Requirement
Whatever appears in the entries must be given again exactly.

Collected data

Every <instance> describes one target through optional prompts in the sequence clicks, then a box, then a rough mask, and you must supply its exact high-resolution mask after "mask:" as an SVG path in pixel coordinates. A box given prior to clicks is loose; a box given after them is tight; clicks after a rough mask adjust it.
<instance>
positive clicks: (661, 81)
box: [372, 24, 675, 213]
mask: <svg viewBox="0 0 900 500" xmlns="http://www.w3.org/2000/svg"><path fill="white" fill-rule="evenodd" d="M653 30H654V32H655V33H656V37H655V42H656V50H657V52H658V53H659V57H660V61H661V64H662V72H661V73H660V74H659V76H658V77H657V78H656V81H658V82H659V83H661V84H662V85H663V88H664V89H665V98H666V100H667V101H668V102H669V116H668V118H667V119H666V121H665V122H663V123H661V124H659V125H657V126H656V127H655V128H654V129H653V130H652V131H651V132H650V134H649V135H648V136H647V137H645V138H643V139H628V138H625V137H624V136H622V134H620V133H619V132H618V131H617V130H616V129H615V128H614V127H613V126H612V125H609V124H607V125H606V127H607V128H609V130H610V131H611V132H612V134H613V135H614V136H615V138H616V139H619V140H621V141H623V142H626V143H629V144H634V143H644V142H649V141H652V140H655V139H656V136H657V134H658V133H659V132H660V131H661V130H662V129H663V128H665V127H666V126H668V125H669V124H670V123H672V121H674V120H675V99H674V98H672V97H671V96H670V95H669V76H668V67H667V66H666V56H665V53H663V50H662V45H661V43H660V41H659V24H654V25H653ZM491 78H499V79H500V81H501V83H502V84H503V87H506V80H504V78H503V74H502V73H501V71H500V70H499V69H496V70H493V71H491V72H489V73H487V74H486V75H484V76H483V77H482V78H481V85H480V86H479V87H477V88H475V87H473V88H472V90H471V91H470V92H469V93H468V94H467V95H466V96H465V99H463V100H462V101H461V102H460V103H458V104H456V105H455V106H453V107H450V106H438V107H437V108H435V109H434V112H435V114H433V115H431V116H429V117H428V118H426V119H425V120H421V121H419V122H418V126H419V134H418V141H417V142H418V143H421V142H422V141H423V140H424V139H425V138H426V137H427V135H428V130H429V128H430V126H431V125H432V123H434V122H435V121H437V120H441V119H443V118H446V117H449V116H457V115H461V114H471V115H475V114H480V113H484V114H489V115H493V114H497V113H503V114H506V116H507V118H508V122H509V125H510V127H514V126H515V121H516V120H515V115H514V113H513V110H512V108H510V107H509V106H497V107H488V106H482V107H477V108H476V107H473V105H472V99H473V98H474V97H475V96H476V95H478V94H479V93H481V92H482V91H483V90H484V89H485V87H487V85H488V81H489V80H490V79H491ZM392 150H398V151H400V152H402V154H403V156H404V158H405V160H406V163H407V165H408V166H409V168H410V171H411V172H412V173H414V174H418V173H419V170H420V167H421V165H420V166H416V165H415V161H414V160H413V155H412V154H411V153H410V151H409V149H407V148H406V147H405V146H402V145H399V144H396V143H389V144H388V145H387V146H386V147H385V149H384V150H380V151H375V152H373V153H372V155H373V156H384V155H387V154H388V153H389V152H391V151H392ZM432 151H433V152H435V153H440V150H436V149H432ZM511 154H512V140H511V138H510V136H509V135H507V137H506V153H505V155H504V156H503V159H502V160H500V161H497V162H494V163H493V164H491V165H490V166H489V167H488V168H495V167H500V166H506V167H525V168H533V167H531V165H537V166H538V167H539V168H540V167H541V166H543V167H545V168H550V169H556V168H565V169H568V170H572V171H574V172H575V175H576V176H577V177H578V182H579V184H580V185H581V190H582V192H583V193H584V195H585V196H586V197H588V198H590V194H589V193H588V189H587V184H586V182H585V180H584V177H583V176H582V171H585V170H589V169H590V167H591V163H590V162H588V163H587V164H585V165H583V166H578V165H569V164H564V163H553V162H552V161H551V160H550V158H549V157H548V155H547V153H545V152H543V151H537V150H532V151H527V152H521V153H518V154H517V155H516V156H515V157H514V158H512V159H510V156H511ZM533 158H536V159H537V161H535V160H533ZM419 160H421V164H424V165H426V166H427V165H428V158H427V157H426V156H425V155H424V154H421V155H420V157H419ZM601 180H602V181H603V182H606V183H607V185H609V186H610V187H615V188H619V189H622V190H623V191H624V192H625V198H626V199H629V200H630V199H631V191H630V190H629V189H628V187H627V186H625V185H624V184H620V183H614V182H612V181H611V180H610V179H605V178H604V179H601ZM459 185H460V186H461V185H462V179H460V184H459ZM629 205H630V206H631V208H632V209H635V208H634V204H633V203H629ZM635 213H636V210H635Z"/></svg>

Answer section
Every <instance> describes one target through optional prompts in the sequence clicks, then a box, then a rough mask, and you must supply its exact high-resolution mask after "mask:" as an SVG path in pixel coordinates. A box given prior to clicks is loose; a box given after them is tight; clicks after a rough mask adjust it.
<instance>
positive clicks: (661, 81)
box: [372, 24, 675, 213]
mask: <svg viewBox="0 0 900 500" xmlns="http://www.w3.org/2000/svg"><path fill="white" fill-rule="evenodd" d="M653 30H654V32H655V33H656V37H655V42H656V50H657V52H658V53H659V57H660V61H661V64H662V72H661V73H660V74H659V76H658V77H657V78H656V81H658V82H659V83H661V84H662V85H663V88H664V89H665V98H666V100H667V101H668V102H669V116H668V118H667V119H666V121H665V122H663V123H661V124H659V125H657V126H656V127H655V128H654V129H653V130H652V131H651V132H650V134H649V135H648V136H647V137H645V138H643V139H628V138H625V137H624V136H622V134H620V133H619V132H618V131H617V130H616V129H615V128H614V127H613V126H612V125H609V124H607V125H606V127H607V128H609V130H610V131H611V132H612V134H613V135H614V136H615V138H616V139H619V140H621V141H623V142H626V143H629V144H634V143H644V142H649V141H652V140H655V139H656V136H657V134H658V133H659V132H660V131H661V130H662V129H663V128H665V127H666V126H668V125H669V124H670V123H672V121H674V120H675V99H674V98H672V97H671V96H670V95H669V76H668V67H667V66H666V56H665V53H663V50H662V45H661V43H660V41H659V24H654V25H653ZM491 78H499V79H500V81H501V83H502V84H503V87H506V80H504V78H503V74H502V73H501V71H500V70H499V69H496V70H493V71H491V72H489V73H487V74H486V75H484V76H483V77H482V78H481V85H480V86H479V87H477V88H475V87H473V88H472V90H471V91H470V92H469V93H468V94H467V95H466V96H465V99H463V100H462V101H461V102H460V103H458V104H456V105H455V106H453V107H450V106H438V107H437V108H435V109H434V112H435V114H433V115H431V116H429V117H428V118H426V119H425V120H421V121H419V122H418V126H419V134H418V141H417V142H418V143H421V142H422V141H423V140H424V139H425V138H426V137H427V135H428V130H429V128H430V126H431V125H432V123H434V122H435V121H437V120H441V119H443V118H446V117H449V116H457V115H461V114H471V115H475V114H480V113H484V114H489V115H493V114H497V113H503V114H506V116H507V118H508V122H509V125H510V127H514V126H515V121H516V120H515V115H514V113H513V110H512V108H510V107H509V106H497V107H488V106H482V107H477V108H476V107H473V105H472V99H473V98H474V97H475V96H476V95H478V94H479V93H481V92H482V91H483V90H484V89H485V87H487V85H488V81H489V80H490V79H491ZM392 150H398V151H400V152H402V154H403V156H404V158H405V160H406V163H407V165H408V166H409V168H410V171H411V172H412V173H414V174H418V173H419V170H420V167H421V165H420V166H416V165H415V161H414V160H413V155H412V154H411V153H410V151H409V149H407V148H406V147H405V146H402V145H399V144H396V143H389V144H388V145H387V146H386V147H385V149H384V150H380V151H375V152H373V153H372V155H373V156H384V155H387V154H388V153H389V152H391V151H392ZM432 151H433V152H435V153H440V150H436V149H432ZM511 154H512V140H511V138H510V136H509V135H507V137H506V153H505V155H504V156H503V159H502V160H500V161H497V162H494V163H493V164H491V165H490V166H489V167H488V168H495V167H500V166H506V167H525V168H533V167H531V165H537V166H538V167H539V168H540V167H541V166H543V167H545V168H550V169H556V168H565V169H568V170H572V171H574V172H575V175H576V176H577V177H578V182H579V184H580V185H581V190H582V192H583V193H584V195H585V196H586V197H588V198H590V194H589V193H588V189H587V184H586V182H585V180H584V177H583V176H582V171H585V170H589V169H590V167H591V163H590V162H588V163H587V164H585V165H583V166H578V165H569V164H564V163H553V162H552V161H551V160H550V158H549V157H548V155H547V153H545V152H543V151H537V150H532V151H527V152H521V153H518V154H517V155H516V156H515V157H514V158H512V159H510V156H511ZM533 158H536V159H537V161H535V160H533ZM419 160H421V164H424V165H426V166H427V165H428V158H427V157H426V156H425V155H424V154H421V155H420V157H419ZM601 180H602V181H603V182H606V183H607V185H609V186H610V187H615V188H619V189H622V190H623V191H624V192H625V198H626V199H629V200H630V199H631V191H630V190H629V189H628V187H627V186H625V185H624V184H620V183H614V182H612V181H611V180H610V179H605V178H604V179H601ZM459 185H460V186H461V185H462V179H460V184H459ZM629 205H630V206H631V208H632V209H635V208H634V204H633V203H629ZM635 213H636V210H635Z"/></svg>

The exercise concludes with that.